## Bereitgestellter Auszug

----

Sufferage Interview

„Death Nation Anarchy“ prangt auf der fünften Wuchtbrumme aus dem Hause Sufferage. Die Hamburger haben einmal mehr ein technisch-präzises als auch brutales Album eingezimmert, was mich – wie auch schon der Vorgänger „Everlasting enmity“ – begeistern konnte. Grund genug Schlagwerker Ole mit meinen Fragen zu malträtieren…

Die erste Frage zielt dann auch direkt auf die neue CD ab, nachdem „Death Nation Anarchy“ vom Label mit „kann den Vorgänger in allen Belangen toppen“ anpreist. Wie seht ihr das als „Erzeuger“? Typisches Elternstolz auf den jüngsten Spross?

Moin! Klar sind wir superstolz auf die Scheibe und wir würden absolut nichts daran ändern, höchstens vielleicht den Druck des CD-Covers, das einen kleinen Blaustich abgekriegt hat. Wir haben die Stärken der „Everlasting…“-CD ausgebaut und uns Mühe gegeben, das Songwriting noch spannender zu gestalten. Außerdem hat sich Jens in seinem 3rd A Studio wieder ordentlich reingekniet und einen Sound gezaubert, der eine ganze Schippe brachialer und düsterer ausgefallen ist im Vergleich zum Vorgänger. Unterm Strich: Wir lieben diese Scheibe!

Das ist natürlich keine Überraschung. Aber wie sieht es denn mit Eurer realistischen Erwartungshaltung an das Album aus? Was wollt ihr erreichen bzw. was denkt ihr könnt ihr mit der CD reißen?

----

## Bereitgestelltes Material
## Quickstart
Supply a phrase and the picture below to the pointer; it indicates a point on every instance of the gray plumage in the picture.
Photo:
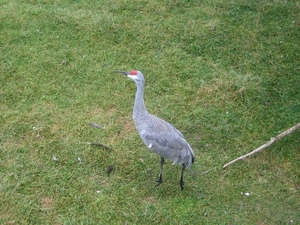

----

## Aufgaben
1. Fasse den Auszug in zwei Sätzen zusammen.
2. Übertrage aus dem Auszug wortgetreu den Abschnitt von „Moin! Klar sind“ bis einschließlich „der CD reißen?“.

## Antworten je Aufgabe
1. Im Auszug wird Schlagzeuger Ole von der Hamburger Band Sufferage zu ihrem fünften Album „Death Nation Anarchy“ befragt. Er erklärt, die Band sei superstolz auf die Scheibe, habe die Stärken des Vorgängers ausgebaut und dank Jens im 3rd A Studio einen brachialeren und düstereren Sound erhalten.

2.
Moin! Klar sind wir superstolz auf die Scheibe und wir würden absolut nichts daran ändern, höchstens vielleicht den Druck des CD-Covers, das einen kleinen Blaustich abgekriegt hat. Wir haben die Stärken der „Everlasting…“-CD ausgebaut und uns Mühe gegeben, das Songwriting noch spannender zu gestalten. Außerdem hat sich Jens in seinem 3rd A Studio wieder ordentlich reingekniet und einen Sound gezaubert, der eine ganze Schippe brachialer und düsterer ausgefallen ist im Vergleich zum Vorgänger. Unterm Strich: Wir lieben diese Scheibe!

Das ist natürlich keine Überraschung. Aber wie sieht es denn mit Eurer realistischen Erwartungshaltung an das Album aus? Was wollt ihr erreichen bzw. was denkt ihr könnt ihr mit der CD reißen?